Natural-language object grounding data
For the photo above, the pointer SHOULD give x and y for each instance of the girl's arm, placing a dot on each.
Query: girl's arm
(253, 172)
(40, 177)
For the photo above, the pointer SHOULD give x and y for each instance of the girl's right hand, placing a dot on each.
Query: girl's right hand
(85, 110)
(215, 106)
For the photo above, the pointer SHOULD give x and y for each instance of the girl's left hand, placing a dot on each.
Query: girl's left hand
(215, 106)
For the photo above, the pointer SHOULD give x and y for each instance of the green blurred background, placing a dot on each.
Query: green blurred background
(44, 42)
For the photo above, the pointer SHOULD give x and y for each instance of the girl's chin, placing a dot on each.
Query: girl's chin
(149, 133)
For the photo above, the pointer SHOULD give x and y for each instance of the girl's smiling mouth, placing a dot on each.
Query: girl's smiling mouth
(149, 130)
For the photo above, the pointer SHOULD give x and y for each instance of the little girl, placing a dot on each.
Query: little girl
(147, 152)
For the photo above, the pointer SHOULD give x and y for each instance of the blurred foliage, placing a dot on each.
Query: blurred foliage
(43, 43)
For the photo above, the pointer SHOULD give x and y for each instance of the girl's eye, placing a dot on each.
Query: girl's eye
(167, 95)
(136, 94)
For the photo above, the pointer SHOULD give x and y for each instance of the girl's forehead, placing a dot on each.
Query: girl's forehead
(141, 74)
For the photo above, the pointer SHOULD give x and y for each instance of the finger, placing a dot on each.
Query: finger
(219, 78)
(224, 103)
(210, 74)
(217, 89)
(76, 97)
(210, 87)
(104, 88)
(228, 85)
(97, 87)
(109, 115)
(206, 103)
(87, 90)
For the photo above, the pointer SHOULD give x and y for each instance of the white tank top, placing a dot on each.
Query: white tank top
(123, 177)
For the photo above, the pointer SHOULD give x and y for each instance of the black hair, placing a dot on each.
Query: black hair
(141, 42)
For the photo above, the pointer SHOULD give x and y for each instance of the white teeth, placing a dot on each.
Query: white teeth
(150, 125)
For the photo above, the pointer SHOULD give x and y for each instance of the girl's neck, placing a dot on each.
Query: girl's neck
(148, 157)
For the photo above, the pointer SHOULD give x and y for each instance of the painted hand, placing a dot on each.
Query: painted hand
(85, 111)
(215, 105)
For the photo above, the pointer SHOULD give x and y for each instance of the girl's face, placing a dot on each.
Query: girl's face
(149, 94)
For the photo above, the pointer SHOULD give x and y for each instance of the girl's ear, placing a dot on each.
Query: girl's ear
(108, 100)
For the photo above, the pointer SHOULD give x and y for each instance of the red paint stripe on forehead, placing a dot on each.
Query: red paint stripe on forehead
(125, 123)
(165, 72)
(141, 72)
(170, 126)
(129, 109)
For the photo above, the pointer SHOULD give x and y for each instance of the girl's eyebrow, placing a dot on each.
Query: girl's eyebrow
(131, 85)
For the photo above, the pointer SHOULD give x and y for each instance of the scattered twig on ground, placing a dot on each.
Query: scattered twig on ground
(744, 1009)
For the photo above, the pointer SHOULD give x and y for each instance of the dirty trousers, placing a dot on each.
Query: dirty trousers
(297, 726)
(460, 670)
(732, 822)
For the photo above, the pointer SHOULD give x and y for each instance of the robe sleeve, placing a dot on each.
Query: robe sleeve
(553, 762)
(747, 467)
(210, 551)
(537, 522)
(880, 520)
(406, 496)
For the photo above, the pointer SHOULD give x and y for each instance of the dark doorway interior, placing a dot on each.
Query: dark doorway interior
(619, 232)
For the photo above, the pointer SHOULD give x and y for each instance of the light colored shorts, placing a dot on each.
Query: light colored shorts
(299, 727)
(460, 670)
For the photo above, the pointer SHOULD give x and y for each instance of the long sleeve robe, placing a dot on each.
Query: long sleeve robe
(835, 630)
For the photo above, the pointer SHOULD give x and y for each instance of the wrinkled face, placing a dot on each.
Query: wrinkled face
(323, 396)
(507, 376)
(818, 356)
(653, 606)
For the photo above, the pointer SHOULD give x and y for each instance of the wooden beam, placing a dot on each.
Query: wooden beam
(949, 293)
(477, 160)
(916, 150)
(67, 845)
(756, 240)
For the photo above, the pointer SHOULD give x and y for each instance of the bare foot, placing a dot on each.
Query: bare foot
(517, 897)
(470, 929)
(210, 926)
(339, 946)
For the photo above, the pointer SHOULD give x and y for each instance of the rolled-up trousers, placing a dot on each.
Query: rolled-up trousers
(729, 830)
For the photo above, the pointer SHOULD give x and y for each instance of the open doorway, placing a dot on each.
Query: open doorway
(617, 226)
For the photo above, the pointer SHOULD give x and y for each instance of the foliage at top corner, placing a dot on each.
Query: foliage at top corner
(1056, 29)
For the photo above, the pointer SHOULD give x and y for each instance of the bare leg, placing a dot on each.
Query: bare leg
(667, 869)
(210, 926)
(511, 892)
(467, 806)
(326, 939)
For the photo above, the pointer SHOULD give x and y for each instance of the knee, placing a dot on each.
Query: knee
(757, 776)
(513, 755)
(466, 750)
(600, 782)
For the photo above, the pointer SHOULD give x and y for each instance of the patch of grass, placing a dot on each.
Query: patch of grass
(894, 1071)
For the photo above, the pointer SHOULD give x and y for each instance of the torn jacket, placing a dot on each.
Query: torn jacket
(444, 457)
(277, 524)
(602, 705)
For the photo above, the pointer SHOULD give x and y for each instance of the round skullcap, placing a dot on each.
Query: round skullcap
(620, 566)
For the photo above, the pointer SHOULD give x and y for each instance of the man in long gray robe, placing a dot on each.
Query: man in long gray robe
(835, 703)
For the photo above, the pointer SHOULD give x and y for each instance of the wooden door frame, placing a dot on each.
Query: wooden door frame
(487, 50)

Exercise prompt
The response should be an exact copy of all the records above.

Answer space
For the photo above, the pointer SHOULD give x and y for each instance of the girl's arm, placing a dot on each.
Query: girl's arm
(253, 172)
(40, 177)
For the photo above, the pointer SHOULD give x and y for each instance of the girl's right hand, placing a dot on each.
Query: girl's right hand
(85, 110)
(215, 106)
For the photo above, the pointer SHOULD give x and y for each instance of the girl's left hand, placing a dot on each.
Query: girl's left hand
(215, 106)
For the photo above, the pointer SHOULD give x and y for each instance of the green blurred background, placing a dot on each.
Query: green blurred background
(44, 42)
For the photo above, the pointer SHOULD give x and y for each instance of the girl's chin, placing a dot on each.
Query: girl's chin
(149, 133)
For the photo above, the pointer SHOULD give x and y for each instance of the girl's smiling mouth, placing a dot on each.
Query: girl's smiling mouth
(149, 130)
For the photo above, the pointer SHOULD give x and y for each instance of the little girl, placing a dot on each.
Query: little girl
(147, 152)
For the photo above, the pointer SHOULD give x and y for each instance of the blurred foliage, placing a dot on each.
Query: blurred foliage
(43, 43)
For the photo above, the pointer SHOULD give x and y for each instance of the girl's eye, placing a dot on each.
Query: girl's eye
(167, 95)
(136, 94)
For the photo above, the pointer SHOULD give x and y for each instance of the girl's forehead, placing a dot on each.
Query: girl's forehead
(141, 74)
For the photo above, the pointer SHOULD give x and y for each instance of the finger, placing a dot on each.
Query: finger
(219, 78)
(224, 103)
(210, 74)
(217, 89)
(76, 97)
(210, 87)
(104, 88)
(228, 85)
(97, 87)
(109, 115)
(206, 103)
(87, 90)
For the photo above, the pointer SHOULD give x and y for each instance of the white tank top, placing a dot on each.
Query: white tank top
(123, 177)
For the photo above, the pointer SHOULD give x and y for each instance of the black hair, placing a dot on each.
Query: black hair
(141, 42)
For the photo above, the pointer SHOULD give x and y for each instance of the white teeth, placing a dot on each.
Query: white teeth
(150, 125)
For the photo above, the pointer SHOULD give x and y for each instance of the girl's neck, placing a dot on each.
Query: girl's neck
(148, 157)
For the photo above, the pointer SHOULD give x and y for each instance of the painted hand, placing a dot on each.
Query: painted hand
(85, 111)
(215, 105)
For the photo above, the pointer SHOULD give x and y for each instance of the girl's face, placing a dot on each.
Query: girl's face
(149, 94)
For the photo above, the pointer SHOULD give x and y for each instance of the girl's ear, placing a dot on each.
Query: girl's ear
(108, 100)
For the photo above, the pointer SHOULD give x and y for each instance of the red paint stripe on forehead, placing a dot on each.
Query: red paint stripe on forehead
(125, 123)
(165, 72)
(141, 72)
(170, 126)
(129, 109)
For the photo above, the pointer SHOULD give x and y for each instance of the girl's eyebrow, placing a dot on each.
Query: girl's eyebrow
(131, 85)
For the photo above, the pointer SHOULD give x and y for each instance of the scattered twig on ground, placing a dot on each.
Query: scattered twig on ground
(744, 1009)
For the photo above, the pointer SHOULD give x and y for each instance of the dirty trousers, placing a dot on each.
Query: dirty trousers
(297, 726)
(460, 670)
(732, 822)
For the photo above, the pointer SHOULD give x and y for each instance of the robe sleeve, placing a dot on each.
Query: robe sleeve
(553, 762)
(747, 467)
(210, 551)
(537, 522)
(880, 520)
(406, 496)
For the photo above, the pointer SHOULD give x and y for each instance of the dark doorway interior, placing a dot on each.
Query: dark doorway interior
(619, 232)
For the photo above, the pointer SHOULD give x and y for each instance of the light colored shorts, placing a dot on each.
Query: light colored shorts
(299, 727)
(460, 670)
For the photo above, the pointer SHOULD give x and y for each instance of the long sleeve robe, placing a dot on each.
Query: long sleeve robe
(835, 630)
For the photo above, the pointer SHOULD give x and y for each instance of the wrinkled face, placing a dot on each.
Query: wrinkled face
(323, 396)
(507, 376)
(818, 356)
(653, 606)
For the photo above, the pointer SHOULD give x and y for each instance of the wooden beam, placing a dot on each.
Query: wooden beam
(949, 293)
(477, 160)
(916, 150)
(67, 845)
(756, 240)
For the photo above, the pointer SHOULD give x and y for each instance of the bare foot, placing a dot on each.
Query: bare foot
(517, 897)
(470, 929)
(210, 926)
(339, 946)
For the photo above, the pointer SHOULD give x and y for each instance of the rolled-up trousers, placing a dot on each.
Query: rolled-up trousers
(729, 830)
For the photo above, the pointer SHOULD give x and y for each instance of the open doorway, placing a dot on each.
Query: open doorway
(617, 226)
For the photo above, the pointer SHOULD give x and y for each instance of the foliage at top corner, placing a dot on each.
Query: foliage at top corner
(1056, 29)
For the photo above, the pointer SHOULD give x and y for each instance of the bare leg, placing a dot on each.
Query: bare leg
(667, 869)
(210, 926)
(511, 892)
(467, 806)
(326, 939)
For the photo above, the pointer SHOULD give x and y for each instance of the knee, placing a dot on each.
Query: knee
(757, 776)
(513, 755)
(466, 750)
(600, 782)
For the photo above, the pointer SHOULD give x and y for each instance of the patch of grass, placing a dot on each.
Query: patch of grass
(894, 1071)
For the photo above, the pointer SHOULD give x and y for each instance of the torn jacket, placing a dot on each.
Query: torn jacket
(444, 457)
(277, 524)
(602, 705)
For the photo above, the pointer SHOULD give x and y for each instance of the round skullcap, placing a dot on each.
Query: round skullcap
(620, 566)
For the photo above, the pointer SHOULD give x and y for each instance of the man in long gray robe, placing a dot on each.
Query: man in long gray robe
(835, 703)
For the photo above, the pointer SHOULD give x and y for each instance of the wooden door frame, placing a dot on each.
Query: wooden door frame
(487, 50)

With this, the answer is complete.